> Work instruction: For the data below, restate word for word only the lines from the line containing "Each point like <point>1415,772</point>." through the line containing "Each point like <point>62,223</point>.", both ends included.

> Extracted material:

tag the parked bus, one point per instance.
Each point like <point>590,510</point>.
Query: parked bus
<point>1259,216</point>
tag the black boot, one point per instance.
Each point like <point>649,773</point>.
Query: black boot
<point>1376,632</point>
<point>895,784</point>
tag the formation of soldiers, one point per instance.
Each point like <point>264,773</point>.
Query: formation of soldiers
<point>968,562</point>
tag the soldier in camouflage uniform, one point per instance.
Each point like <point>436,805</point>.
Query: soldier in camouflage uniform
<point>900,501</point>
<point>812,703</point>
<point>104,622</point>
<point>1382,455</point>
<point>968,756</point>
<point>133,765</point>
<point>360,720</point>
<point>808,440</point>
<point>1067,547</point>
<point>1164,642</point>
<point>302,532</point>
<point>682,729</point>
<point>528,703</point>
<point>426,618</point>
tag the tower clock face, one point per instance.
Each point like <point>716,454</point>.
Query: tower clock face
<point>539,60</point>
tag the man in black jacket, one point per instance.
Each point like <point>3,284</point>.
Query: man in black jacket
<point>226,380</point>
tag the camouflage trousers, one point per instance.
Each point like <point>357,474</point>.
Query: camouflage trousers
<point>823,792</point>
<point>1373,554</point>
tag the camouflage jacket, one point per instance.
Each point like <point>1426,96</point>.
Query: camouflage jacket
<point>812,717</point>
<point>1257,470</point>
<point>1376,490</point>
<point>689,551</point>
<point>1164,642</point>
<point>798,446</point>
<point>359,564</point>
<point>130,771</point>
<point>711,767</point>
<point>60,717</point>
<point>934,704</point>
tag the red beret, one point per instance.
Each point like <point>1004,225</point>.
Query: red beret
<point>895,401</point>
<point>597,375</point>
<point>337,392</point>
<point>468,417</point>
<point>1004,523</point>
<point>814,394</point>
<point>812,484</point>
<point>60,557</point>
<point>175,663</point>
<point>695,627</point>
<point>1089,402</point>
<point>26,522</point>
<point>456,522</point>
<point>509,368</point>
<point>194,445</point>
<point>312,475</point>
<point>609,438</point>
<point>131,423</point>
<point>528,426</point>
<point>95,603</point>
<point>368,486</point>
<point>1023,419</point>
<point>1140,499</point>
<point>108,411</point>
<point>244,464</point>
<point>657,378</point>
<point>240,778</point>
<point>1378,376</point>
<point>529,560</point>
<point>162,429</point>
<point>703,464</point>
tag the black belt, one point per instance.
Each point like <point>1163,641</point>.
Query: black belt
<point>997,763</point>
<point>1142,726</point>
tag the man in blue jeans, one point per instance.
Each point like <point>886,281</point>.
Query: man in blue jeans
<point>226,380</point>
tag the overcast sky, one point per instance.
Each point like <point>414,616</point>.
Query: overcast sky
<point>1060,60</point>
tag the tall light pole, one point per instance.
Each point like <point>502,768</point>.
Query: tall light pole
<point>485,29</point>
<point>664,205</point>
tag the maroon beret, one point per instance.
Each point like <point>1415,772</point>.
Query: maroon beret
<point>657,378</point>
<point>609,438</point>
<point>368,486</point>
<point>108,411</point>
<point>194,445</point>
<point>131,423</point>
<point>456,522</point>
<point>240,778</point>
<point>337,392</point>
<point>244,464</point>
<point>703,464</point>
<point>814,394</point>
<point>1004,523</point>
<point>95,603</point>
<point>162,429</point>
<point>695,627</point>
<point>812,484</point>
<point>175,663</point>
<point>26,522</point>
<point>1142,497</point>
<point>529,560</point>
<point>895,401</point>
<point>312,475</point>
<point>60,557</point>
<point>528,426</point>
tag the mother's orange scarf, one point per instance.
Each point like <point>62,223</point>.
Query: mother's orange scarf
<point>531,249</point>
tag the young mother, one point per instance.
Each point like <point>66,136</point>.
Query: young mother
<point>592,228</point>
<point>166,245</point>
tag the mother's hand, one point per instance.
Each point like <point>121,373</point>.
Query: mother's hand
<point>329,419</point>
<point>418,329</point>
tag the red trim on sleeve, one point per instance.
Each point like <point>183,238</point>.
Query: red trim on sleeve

> Task answer:
Each point like <point>1415,772</point>.
Query: maroon beret
<point>657,378</point>
<point>609,438</point>
<point>368,486</point>
<point>108,411</point>
<point>194,445</point>
<point>131,423</point>
<point>456,522</point>
<point>240,778</point>
<point>337,392</point>
<point>244,464</point>
<point>703,464</point>
<point>814,394</point>
<point>1004,523</point>
<point>95,603</point>
<point>162,429</point>
<point>695,627</point>
<point>812,484</point>
<point>175,663</point>
<point>26,522</point>
<point>1142,497</point>
<point>529,560</point>
<point>895,401</point>
<point>312,475</point>
<point>60,557</point>
<point>528,426</point>
tag the mother's orange scarf, one point per instance.
Each point like <point>62,223</point>.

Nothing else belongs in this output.